EXERCISE REQUIREMENTS
Your task is to repeat the records exactly from the line containing "bbox: light switch plate" onward, through the final line.

RECORDS FOR THIS EXERCISE
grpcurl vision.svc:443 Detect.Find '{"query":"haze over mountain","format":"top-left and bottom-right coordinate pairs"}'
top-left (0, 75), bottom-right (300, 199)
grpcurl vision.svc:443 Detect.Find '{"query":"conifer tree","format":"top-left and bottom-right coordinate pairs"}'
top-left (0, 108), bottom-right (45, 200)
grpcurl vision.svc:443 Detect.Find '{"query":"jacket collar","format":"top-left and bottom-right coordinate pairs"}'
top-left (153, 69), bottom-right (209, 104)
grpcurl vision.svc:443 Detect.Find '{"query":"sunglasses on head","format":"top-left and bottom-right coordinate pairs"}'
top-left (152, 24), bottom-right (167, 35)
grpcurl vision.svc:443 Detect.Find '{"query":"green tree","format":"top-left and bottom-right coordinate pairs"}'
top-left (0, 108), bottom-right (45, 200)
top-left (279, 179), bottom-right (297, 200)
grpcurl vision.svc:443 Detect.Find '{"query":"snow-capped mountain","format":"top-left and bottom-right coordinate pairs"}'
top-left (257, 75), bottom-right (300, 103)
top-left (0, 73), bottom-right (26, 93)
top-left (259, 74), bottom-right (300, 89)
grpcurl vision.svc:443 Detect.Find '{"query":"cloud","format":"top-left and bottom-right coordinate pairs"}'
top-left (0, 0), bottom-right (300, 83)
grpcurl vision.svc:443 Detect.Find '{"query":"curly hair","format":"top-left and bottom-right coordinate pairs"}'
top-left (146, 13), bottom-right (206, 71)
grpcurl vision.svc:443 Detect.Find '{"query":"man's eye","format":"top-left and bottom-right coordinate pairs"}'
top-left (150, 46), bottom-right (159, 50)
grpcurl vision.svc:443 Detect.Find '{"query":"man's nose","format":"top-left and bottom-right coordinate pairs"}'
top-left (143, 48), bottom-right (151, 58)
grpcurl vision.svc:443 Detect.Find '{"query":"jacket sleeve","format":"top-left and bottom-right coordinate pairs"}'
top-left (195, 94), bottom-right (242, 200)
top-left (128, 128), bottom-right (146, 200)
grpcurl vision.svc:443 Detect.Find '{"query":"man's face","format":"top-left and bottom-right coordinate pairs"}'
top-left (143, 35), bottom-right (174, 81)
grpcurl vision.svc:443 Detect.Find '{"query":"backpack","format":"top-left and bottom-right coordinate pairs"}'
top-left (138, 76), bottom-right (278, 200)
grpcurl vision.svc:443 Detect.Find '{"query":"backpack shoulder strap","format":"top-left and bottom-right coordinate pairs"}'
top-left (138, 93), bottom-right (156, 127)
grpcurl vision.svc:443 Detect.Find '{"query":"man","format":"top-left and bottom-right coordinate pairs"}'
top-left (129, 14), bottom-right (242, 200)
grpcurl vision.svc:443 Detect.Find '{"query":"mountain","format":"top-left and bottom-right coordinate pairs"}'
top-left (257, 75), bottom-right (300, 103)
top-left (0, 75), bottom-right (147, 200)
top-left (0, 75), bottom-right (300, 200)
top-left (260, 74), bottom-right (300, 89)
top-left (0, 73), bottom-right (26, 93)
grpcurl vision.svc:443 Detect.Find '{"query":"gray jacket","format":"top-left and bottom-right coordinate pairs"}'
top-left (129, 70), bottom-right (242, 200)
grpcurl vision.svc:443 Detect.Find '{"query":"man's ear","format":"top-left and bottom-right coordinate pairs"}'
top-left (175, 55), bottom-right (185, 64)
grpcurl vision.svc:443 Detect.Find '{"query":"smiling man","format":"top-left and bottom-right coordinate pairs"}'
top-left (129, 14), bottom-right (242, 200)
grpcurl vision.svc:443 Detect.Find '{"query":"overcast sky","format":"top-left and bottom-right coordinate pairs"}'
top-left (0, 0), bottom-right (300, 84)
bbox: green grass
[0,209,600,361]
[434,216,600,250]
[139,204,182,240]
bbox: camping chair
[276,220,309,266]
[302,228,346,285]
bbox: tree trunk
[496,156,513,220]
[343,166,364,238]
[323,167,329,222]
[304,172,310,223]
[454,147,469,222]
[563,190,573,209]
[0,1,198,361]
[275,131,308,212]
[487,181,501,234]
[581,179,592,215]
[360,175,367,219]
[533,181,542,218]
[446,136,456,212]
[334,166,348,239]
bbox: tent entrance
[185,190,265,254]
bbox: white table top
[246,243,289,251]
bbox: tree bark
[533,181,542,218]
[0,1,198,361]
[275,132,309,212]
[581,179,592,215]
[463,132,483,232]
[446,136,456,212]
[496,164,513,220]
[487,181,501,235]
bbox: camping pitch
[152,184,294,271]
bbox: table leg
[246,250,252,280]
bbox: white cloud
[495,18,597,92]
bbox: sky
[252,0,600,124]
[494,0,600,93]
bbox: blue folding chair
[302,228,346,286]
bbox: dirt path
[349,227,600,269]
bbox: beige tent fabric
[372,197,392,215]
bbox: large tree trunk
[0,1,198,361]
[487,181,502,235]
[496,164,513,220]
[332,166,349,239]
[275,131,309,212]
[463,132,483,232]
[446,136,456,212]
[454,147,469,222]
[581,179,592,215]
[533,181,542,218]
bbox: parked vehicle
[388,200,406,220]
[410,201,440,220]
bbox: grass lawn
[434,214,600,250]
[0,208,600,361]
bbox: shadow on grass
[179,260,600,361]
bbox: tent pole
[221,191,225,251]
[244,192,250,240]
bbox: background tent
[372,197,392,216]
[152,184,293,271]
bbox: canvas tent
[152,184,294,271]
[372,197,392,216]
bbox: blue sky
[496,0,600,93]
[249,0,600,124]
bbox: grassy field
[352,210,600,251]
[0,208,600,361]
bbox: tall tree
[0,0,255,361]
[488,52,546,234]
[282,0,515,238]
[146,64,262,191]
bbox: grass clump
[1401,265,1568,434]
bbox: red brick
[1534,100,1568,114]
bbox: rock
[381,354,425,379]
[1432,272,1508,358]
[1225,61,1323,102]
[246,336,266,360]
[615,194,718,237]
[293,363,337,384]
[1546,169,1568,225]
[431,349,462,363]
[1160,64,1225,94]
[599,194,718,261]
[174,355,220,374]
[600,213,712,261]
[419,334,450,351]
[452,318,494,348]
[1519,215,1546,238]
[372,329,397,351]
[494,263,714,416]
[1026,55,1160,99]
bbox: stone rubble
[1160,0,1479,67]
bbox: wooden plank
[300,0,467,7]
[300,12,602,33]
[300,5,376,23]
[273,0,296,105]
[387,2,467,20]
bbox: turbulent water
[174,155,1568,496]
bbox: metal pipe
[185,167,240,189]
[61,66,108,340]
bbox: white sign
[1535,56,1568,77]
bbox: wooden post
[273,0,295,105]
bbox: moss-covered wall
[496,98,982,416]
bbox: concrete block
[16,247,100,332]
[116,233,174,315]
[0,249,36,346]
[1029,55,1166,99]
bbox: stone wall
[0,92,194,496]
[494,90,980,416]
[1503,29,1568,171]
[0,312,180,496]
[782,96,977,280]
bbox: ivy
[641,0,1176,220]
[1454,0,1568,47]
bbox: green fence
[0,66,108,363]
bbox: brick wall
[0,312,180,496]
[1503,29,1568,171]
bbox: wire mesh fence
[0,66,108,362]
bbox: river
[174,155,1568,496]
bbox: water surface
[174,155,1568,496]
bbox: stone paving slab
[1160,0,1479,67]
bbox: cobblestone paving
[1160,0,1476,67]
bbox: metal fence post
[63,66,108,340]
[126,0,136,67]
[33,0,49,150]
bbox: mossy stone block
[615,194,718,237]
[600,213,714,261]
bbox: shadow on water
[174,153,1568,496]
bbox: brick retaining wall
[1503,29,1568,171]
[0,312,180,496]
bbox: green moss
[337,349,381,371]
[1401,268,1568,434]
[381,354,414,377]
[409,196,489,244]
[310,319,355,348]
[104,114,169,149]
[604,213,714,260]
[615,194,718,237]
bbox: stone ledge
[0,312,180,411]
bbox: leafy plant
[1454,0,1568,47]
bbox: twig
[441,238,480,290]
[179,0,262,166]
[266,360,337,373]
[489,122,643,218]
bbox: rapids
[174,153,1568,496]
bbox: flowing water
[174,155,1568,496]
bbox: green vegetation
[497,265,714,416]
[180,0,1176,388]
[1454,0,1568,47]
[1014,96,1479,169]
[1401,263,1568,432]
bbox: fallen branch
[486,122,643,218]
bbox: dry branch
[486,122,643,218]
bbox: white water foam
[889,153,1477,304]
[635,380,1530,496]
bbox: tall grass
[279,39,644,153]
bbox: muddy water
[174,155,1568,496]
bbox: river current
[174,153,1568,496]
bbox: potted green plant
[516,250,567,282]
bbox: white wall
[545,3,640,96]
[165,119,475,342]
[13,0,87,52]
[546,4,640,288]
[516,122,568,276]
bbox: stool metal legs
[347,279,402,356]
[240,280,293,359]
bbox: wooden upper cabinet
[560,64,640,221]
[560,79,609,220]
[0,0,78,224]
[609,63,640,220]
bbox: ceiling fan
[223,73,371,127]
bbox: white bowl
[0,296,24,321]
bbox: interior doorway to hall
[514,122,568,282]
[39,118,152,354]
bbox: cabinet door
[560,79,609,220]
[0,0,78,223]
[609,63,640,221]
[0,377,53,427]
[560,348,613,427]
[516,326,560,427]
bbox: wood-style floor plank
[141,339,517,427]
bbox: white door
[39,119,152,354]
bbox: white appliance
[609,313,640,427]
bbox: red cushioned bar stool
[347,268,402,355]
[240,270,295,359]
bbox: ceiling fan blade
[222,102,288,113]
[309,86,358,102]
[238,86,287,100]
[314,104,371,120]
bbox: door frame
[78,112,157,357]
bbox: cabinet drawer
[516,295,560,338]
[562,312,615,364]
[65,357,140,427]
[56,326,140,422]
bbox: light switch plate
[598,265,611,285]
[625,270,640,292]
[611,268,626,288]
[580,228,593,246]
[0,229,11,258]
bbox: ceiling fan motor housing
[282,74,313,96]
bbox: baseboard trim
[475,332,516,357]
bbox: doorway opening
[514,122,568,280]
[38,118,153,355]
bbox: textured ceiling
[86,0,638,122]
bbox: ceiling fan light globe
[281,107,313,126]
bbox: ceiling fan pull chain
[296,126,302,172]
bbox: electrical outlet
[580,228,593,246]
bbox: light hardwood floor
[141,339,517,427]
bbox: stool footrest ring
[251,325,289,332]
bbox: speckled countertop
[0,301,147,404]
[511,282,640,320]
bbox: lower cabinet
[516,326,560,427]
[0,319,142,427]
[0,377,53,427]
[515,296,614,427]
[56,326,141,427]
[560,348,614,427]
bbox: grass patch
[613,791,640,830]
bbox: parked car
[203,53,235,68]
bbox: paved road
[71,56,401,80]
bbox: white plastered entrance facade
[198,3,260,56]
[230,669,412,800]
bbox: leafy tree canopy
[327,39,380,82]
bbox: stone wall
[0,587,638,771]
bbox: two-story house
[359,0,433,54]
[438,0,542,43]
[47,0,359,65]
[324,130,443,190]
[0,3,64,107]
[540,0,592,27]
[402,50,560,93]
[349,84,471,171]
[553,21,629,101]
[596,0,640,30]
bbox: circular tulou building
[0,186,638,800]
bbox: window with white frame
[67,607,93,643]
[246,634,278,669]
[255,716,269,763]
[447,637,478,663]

WORKED SOLUTION
bbox: light switch plate
[598,265,611,285]
[625,270,640,292]
[611,268,626,288]
[580,228,593,246]
[0,229,11,258]
bbox: ceiling fan motor housing
[282,74,313,96]
bbox: baseboard trim
[475,332,516,357]
bbox: doorway opening
[514,122,568,280]
[38,118,153,355]
bbox: textured ceiling
[86,0,638,122]
bbox: ceiling fan light globe
[281,107,313,126]
bbox: ceiling fan pull chain
[296,126,302,172]
bbox: electrical outlet
[580,228,593,246]
bbox: light hardwood floor
[141,339,517,427]
bbox: stool footrest ring
[251,325,289,332]
bbox: speckled countertop
[0,301,147,404]
[511,282,640,320]
bbox: lower cabinet
[516,326,560,427]
[0,319,142,427]
[0,377,53,427]
[515,296,614,427]
[56,326,141,427]
[560,348,614,427]
bbox: grass patch
[613,791,640,830]
bbox: parked car
[203,53,235,68]
bbox: paved road
[71,56,401,80]
bbox: white plastered entrance facade
[198,3,260,56]
[230,669,412,800]
bbox: leafy tree canopy
[327,39,380,82]
bbox: stone wall
[0,587,638,771]
bbox: two-story house
[359,0,433,54]
[438,0,542,43]
[47,0,359,65]
[324,130,443,190]
[0,3,64,107]
[540,0,592,27]
[402,50,560,93]
[349,84,471,171]
[553,21,629,101]
[596,0,640,30]
bbox: circular tulou building
[0,186,638,800]
bbox: window with white frame
[67,607,93,643]
[246,634,278,669]
[255,716,269,763]
[447,637,478,663]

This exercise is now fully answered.